━━ Document extract ━━
Now we shall proceed.

Like all cases, it is necessary that we dig deep to unravel the mysterious history of the friend zone. Before that however, for the unlearned in our midst (i wonder what you’re finding here by the way), I shall give a definition or two of the friend zone. According to Wikipedia, the “friend zone” refers to a platonic relationship where one person wishes to enter into a romantic relationship while the other does not. It is generally considered to be an undesirable situation by the lovelorn person. In simple parlance, quoting the revered Mother Theresa, “The Friend zone is that shitty place where the girl you like, for some unknown dumb reason sees you as a brother rather than the guy that should be giving her a good shag on the regular”.


Now that that’s out of the way, let’s dig deeper into the annals of history and find out who started this menace that we all have faced at one point or the other. Let me take you way back to 1994 where it all started. Yes 1994, on that sit-com we all love; “Friends”. That’s where the friend zone was born. Remember Ross and Rachel? The buggers. Suffice it to say that the originator of this God-forbid zone is Ross. *minute of silence please*


Thus, a monster was created!

Are you in the friend zone? Has that girl repeatedly told you “I want a guy just like you”? Are you tired of being the one she asks to go with her to the loo when she wants to pee? Are you tired of the way she tells you about all the boys that hit on her? DO YOU WANT EMANCIPATION FROM THIS SLAVERY? If your answers to these questions were “yes”, welcome to your liberation center for the time of your deliverance is NOW! Turn to your neighbor and… Ok. Let’s move on…

Before we proceed though, it shall be unsafe to assume that some of you even understand the zone you’re in. How are you sure she likes you at all sef? Let’s make some things clear and set things straight. Now, these don’t necessarily mean she’s so much into you but at least, it’s a good sign that things could proceed out of the friend zone.

  1. She’s laughing at your jokes even when they aren’t funny. However, just don’t confuse a “get me out of here giggle for “OMG!!! You’re slaying me!”
  2. She tells you to take a sip of her drink. This kinda means “I am comfortable with you on a more intimate level” OR she thinks there’s some poison in the drink… so yeah…
  3. She asks you if you have a girlfriend or pries for the information. When a woman is around a guy she is attracted to, she will ask if he has a girlfriend, she might not hit the nail on the head but she will find a way around it.
  4. She calls you a player. Strange right? You would think that when she says this, she’s not interested. LIE! This is one of the counter-intuitive things that ladies do. We’ve been in the game long enough to know. When she says this, PLEASE do NOT try to defend yourself and say you aren’t a player. Go on with the conversation, smile and say something like “Wow! Is it that obvious?” For her to say this, it means two things – one, she’s comfortable enough with you to make such an ‘accusation’ and two, she perceives you as the kinda guy that talks to a LOT of women. Winning!
━━━
━━ Records ━━
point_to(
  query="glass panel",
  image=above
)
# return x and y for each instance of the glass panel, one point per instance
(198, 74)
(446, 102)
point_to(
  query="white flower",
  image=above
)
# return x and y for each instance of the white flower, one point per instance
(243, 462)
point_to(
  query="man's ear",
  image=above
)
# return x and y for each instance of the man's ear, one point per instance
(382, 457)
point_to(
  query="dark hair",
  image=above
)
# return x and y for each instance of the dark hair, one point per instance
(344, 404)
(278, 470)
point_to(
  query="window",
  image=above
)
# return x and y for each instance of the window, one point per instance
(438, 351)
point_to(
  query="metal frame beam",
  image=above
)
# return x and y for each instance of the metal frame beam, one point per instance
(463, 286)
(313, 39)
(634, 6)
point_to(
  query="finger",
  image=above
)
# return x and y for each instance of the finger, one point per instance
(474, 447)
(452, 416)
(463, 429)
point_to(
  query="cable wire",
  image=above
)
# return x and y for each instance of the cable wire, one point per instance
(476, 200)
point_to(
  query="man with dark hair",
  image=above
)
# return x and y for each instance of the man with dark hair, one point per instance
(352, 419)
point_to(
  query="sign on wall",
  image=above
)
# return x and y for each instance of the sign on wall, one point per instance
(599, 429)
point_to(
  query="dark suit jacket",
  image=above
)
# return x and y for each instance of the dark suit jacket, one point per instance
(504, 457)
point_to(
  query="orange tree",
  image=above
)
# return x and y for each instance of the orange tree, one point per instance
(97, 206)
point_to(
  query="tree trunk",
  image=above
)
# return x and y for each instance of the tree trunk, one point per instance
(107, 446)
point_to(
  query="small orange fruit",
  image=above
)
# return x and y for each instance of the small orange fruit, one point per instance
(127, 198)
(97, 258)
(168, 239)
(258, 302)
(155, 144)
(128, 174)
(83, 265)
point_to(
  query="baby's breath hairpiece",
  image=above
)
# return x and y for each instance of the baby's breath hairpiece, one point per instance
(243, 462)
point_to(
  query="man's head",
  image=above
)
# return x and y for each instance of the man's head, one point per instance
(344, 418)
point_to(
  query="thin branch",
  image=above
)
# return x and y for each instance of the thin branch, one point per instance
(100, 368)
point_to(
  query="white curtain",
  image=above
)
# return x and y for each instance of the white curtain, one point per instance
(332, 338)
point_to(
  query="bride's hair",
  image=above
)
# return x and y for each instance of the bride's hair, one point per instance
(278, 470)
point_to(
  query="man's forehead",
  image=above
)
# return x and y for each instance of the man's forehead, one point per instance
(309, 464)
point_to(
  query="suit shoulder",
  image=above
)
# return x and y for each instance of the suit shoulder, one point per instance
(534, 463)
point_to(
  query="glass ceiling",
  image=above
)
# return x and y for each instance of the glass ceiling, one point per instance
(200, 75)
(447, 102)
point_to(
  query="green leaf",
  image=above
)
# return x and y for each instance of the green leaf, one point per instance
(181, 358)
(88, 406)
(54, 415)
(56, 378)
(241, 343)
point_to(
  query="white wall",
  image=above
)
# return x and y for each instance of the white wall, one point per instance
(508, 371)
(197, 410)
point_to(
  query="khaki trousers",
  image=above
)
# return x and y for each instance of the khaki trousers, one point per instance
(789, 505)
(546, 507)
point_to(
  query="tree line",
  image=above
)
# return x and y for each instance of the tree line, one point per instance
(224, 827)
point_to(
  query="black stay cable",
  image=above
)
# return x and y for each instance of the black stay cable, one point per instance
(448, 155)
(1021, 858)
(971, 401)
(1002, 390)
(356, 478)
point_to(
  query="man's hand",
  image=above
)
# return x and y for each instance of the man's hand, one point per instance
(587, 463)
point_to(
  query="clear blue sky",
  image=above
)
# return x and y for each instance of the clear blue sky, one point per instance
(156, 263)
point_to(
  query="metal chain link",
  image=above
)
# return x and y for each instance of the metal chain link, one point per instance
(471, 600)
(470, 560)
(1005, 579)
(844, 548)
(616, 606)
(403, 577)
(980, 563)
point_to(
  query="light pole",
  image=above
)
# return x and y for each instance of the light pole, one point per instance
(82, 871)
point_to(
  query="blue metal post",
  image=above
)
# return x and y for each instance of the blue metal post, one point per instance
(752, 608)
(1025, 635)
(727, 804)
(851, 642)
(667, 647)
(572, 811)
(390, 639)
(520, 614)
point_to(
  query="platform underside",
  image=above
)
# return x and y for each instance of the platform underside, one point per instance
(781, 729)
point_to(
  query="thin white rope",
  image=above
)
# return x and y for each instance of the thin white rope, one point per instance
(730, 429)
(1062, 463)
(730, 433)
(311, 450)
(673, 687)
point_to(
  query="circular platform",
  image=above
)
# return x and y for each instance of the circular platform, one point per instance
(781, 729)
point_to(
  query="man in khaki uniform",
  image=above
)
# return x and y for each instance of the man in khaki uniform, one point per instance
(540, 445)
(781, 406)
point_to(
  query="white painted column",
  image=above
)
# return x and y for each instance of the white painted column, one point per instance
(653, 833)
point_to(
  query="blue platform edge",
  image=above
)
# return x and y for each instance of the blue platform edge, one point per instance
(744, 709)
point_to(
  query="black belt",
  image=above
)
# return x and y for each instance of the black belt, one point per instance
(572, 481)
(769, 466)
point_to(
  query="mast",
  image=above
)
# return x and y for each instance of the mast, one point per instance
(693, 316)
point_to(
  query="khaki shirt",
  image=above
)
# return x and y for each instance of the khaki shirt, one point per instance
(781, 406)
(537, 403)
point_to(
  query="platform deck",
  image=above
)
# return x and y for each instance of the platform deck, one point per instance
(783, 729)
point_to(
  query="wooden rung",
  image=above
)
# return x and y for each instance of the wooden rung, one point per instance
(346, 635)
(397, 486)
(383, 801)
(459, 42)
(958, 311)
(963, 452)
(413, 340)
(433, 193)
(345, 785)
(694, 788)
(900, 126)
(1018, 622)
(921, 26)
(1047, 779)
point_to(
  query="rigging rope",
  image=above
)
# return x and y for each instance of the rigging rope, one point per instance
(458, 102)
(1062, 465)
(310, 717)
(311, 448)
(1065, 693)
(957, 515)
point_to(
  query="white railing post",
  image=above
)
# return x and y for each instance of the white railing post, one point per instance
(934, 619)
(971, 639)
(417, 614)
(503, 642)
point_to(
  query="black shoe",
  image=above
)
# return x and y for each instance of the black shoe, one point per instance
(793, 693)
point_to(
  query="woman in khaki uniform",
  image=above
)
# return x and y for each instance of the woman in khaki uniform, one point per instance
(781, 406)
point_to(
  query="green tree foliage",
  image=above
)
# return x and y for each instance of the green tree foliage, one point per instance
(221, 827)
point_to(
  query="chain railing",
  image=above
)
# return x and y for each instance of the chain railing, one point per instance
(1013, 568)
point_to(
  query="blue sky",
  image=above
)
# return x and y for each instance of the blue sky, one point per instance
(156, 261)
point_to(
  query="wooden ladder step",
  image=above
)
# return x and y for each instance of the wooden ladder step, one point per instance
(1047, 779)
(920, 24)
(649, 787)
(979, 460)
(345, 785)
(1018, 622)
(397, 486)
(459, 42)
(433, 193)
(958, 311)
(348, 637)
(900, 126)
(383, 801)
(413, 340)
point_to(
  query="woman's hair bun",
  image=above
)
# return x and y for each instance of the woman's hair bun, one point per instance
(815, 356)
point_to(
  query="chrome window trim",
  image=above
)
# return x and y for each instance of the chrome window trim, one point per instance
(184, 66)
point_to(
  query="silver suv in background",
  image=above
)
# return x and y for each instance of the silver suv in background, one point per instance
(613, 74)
━━━
━━ Records ━━
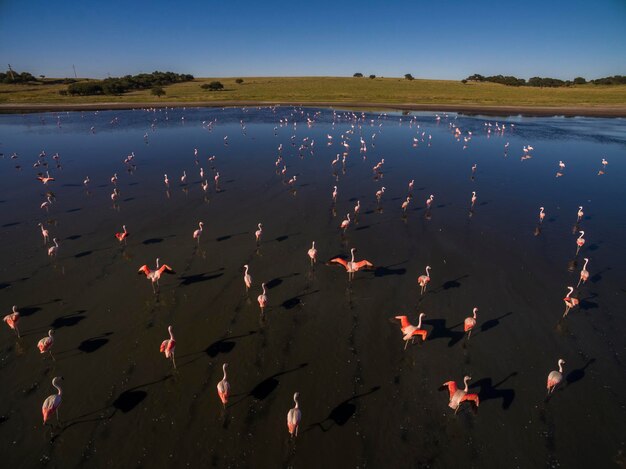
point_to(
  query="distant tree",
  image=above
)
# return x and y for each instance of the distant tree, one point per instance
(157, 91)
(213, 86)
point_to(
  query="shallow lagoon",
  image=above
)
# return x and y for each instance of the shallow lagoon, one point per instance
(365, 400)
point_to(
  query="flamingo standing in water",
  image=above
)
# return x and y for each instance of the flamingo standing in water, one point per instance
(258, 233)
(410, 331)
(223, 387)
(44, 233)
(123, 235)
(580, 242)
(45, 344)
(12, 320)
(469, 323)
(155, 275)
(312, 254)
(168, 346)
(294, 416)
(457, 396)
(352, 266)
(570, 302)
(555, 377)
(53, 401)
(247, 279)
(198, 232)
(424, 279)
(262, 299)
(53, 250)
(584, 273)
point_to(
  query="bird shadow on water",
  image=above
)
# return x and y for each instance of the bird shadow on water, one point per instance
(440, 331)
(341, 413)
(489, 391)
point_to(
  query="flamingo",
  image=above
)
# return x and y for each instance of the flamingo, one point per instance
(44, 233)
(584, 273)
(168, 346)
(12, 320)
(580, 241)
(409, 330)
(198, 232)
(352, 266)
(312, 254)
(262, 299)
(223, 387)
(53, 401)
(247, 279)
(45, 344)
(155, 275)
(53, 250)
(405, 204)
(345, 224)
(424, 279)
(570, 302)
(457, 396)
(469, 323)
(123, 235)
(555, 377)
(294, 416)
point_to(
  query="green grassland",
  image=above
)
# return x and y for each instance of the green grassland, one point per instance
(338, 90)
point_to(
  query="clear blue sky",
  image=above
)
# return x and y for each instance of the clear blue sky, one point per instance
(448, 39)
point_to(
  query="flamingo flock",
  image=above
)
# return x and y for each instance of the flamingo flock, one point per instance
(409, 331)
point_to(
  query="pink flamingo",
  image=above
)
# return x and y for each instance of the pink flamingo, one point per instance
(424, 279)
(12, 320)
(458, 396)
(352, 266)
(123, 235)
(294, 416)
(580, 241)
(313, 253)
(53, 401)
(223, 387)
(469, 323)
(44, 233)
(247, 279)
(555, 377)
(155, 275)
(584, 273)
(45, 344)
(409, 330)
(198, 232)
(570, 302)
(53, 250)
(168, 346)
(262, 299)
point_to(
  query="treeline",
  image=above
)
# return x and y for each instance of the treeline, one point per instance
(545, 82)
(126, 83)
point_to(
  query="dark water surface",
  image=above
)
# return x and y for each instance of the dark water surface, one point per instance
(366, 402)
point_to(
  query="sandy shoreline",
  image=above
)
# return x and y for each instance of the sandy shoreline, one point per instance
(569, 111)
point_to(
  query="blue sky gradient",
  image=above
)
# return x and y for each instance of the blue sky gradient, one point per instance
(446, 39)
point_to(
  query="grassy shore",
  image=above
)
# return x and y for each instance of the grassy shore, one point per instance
━━━
* **Written tasks**:
A - Reproduce the passage from the friend zone post that starts with the words containing "Before we proceed" and ends with "out of the friend zone.", copying it word for word.
B - From the friend zone post, list the numbered signs that things could move out of the friend zone, giving only the opening sentence of each.

* **Task-by-task results**:
A -
Before we proceed though, it shall be unsafe to assume that some of you even understand the zone you’re in. How are you sure she likes you at all sef? Let’s make some things clear and set things straight. Now, these don’t necessarily mean she’s so much into you but at least, it’s a good sign that things could proceed out of the friend zone.

B -
1. She’s laughing at your jokes even when they aren’t funny.
2. She tells you to take a sip of her drink.
3. She asks you if you have a girlfriend or pries for the information.
4. She calls you a player.